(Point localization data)

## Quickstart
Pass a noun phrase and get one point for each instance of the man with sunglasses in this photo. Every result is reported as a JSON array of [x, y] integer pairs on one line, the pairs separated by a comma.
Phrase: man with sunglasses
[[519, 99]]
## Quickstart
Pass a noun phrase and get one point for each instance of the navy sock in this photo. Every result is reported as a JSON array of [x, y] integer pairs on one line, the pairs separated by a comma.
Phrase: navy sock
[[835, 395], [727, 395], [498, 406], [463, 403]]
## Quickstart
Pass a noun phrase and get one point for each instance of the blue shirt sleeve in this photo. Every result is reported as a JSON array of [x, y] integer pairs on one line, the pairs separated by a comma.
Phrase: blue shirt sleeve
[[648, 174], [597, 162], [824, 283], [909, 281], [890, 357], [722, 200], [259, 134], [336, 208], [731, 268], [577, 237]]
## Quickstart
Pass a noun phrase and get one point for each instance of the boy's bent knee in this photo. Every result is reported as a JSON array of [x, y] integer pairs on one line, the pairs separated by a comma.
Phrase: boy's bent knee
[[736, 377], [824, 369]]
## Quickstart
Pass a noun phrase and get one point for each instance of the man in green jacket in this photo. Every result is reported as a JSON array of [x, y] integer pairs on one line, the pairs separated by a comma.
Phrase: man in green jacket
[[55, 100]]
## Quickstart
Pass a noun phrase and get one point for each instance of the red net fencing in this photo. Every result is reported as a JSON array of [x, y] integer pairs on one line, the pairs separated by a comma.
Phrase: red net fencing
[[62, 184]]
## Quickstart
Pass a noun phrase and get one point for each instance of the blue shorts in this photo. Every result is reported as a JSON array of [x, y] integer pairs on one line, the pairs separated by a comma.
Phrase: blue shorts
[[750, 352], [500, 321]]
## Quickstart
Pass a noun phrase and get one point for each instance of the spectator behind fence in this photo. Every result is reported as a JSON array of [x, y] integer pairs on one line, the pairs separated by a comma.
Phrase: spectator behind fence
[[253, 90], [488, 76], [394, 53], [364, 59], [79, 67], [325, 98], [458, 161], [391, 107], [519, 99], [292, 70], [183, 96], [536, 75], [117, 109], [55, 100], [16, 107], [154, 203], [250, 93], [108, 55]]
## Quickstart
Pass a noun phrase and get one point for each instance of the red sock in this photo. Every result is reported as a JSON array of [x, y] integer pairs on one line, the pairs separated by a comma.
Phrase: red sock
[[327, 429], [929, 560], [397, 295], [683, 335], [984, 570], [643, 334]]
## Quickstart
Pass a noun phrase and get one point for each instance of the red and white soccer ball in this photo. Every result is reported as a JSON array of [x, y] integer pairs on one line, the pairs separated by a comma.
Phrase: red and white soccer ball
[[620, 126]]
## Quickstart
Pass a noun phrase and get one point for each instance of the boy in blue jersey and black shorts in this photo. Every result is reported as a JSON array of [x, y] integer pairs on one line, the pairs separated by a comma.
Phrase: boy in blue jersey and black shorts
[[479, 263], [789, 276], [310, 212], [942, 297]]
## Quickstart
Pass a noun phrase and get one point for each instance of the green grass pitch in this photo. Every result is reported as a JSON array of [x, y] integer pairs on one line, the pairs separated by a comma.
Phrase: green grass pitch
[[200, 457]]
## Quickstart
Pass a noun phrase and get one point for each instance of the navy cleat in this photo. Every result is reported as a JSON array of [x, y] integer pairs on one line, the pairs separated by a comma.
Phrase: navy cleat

---

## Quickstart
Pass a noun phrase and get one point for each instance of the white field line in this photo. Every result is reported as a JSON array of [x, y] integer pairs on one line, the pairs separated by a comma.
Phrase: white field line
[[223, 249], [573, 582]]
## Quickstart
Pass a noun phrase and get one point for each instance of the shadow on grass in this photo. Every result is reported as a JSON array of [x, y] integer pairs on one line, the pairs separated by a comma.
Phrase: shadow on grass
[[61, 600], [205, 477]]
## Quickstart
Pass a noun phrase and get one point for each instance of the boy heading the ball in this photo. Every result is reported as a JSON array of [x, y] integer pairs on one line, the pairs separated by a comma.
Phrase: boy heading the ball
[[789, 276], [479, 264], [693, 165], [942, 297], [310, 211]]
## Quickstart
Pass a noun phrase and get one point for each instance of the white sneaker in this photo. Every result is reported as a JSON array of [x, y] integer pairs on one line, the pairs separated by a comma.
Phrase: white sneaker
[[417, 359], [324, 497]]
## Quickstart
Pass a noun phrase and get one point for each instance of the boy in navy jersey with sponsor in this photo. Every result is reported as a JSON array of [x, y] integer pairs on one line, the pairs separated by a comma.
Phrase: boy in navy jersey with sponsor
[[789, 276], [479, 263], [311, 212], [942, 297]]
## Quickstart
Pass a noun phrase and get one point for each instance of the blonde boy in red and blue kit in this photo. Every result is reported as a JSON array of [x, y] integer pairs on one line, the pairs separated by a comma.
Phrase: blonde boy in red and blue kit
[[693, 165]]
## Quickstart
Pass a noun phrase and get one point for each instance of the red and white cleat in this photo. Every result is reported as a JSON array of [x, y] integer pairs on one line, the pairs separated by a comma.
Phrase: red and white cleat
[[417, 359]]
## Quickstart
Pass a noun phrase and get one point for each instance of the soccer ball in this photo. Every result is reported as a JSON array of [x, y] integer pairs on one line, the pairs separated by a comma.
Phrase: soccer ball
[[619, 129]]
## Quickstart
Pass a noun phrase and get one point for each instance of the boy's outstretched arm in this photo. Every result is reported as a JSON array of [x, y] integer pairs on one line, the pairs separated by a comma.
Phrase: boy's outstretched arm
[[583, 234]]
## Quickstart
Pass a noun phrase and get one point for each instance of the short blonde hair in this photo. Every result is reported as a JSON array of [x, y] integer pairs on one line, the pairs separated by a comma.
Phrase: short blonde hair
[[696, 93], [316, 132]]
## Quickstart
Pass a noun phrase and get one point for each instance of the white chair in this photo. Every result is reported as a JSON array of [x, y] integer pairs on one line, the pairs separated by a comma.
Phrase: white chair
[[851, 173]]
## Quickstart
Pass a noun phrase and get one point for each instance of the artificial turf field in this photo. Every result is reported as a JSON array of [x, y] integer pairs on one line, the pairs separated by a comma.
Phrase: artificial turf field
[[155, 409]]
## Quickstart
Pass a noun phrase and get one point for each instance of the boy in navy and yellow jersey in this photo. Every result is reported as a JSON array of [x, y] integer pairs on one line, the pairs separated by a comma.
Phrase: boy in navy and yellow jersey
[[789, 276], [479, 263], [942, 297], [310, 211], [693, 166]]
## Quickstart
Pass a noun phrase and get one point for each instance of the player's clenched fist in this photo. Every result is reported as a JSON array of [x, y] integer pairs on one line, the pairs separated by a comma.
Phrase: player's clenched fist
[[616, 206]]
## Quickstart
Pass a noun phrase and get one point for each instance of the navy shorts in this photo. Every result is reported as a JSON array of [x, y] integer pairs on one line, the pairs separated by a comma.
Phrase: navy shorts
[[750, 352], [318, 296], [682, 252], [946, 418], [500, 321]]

REQUIRED WORK
Retype, exactly and in full, the lines above from the one containing "of the blonde" through the one containing "of the soccer".

RESPONSE AREA
Pass a noun phrase and get one point for each instance of the blonde boy in red and blue kit in this photo. Every result is reported as a JSON array of [x, y] integer pairs on one line, the pairs separated by a comma.
Phrase: blonde boy in red and blue kit
[[693, 165]]
## Quickstart
Pass a noun phrase and get one point for each instance of the red and white cleat in this photo. Every result is reported as a JSON array of [x, y] integer pairs on one line, the pairs separated by a comma.
Phrase: red and white cleat
[[417, 359]]
## Quickstart
Pass a noun phrase and get one point for each instance of the soccer ball in this photo. Every result is reported as a JSON array of [x, y] integer pairs on one line, the pairs separated by a comma.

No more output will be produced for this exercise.